-- Begin --

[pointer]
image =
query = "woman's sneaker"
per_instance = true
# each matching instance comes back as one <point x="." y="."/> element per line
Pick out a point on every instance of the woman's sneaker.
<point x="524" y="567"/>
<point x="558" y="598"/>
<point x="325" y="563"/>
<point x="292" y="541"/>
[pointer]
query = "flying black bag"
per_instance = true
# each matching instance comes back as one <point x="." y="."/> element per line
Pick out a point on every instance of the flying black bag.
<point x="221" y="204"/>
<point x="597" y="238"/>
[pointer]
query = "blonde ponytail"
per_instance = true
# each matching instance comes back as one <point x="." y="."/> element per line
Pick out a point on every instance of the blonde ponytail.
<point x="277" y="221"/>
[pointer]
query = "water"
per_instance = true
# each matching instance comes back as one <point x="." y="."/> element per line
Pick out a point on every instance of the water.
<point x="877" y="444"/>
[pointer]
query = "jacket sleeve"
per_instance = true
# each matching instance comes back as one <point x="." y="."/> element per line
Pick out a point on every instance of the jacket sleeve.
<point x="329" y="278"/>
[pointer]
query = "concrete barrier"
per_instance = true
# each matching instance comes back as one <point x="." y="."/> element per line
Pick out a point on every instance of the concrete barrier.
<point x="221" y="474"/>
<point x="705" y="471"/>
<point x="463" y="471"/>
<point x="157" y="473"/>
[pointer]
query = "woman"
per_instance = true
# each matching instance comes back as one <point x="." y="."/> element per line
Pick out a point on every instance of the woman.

-- End --

> To be done:
Report every line in the records above that contains the string "query".

> Final answer:
query = "woman's sneaker"
query = "flying black bag"
query = "blonde ponytail"
query = "water"
query = "jacket sleeve"
query = "concrete barrier"
query = "woman"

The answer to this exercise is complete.